▸ **STATED GOAL**
Copy each of the records below word for word, keeping every line.

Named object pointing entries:
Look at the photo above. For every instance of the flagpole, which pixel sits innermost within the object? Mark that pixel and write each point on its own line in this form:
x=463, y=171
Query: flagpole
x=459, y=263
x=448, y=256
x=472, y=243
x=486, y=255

▸ **COMPLETED EXERCISE**
Look at the photo above. For every instance of the flagpole, which pixel sits innermost within the object? Mark that pixel and write each point on its own line in this form:
x=463, y=171
Query: flagpole
x=459, y=263
x=448, y=256
x=472, y=243
x=486, y=255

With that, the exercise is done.